## Recorded information
((
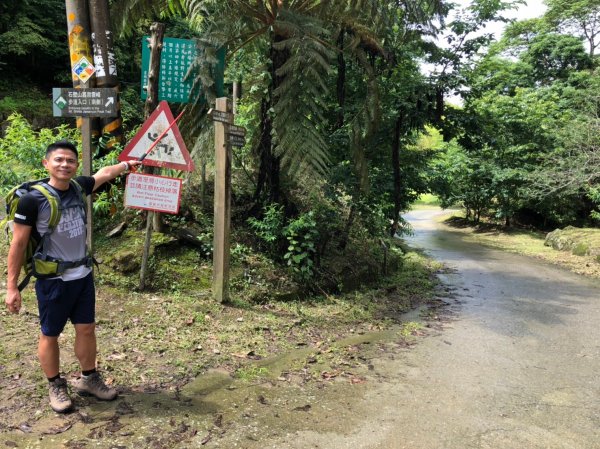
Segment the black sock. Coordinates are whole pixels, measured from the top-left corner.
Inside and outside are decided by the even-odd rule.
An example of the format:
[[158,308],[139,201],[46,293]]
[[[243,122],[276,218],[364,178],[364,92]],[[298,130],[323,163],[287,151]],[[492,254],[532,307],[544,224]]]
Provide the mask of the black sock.
[[81,374],[84,376],[89,376],[90,374],[94,374],[96,372],[96,368],[94,369],[88,369],[88,370],[81,370]]
[[60,379],[60,373],[56,376],[48,377],[48,382],[54,382],[56,379]]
))
## What you are asked to do
Once you find the line containing "An example of", copy it and every line after it through the end of the records, exactly and nothing else.

## Result for this exercise
An example of the format:
[[158,308],[139,201],[46,293]]
[[[243,122],[276,218],[364,178],[364,92]],[[298,130],[323,163],[287,151]],[[492,254],[532,307],[544,224]]]
Provide the mask of the black sock.
[[81,374],[84,376],[89,376],[90,374],[94,374],[96,372],[96,368],[94,369],[88,369],[88,370],[81,370]]
[[60,379],[60,373],[56,376],[48,377],[48,382],[54,382],[56,379]]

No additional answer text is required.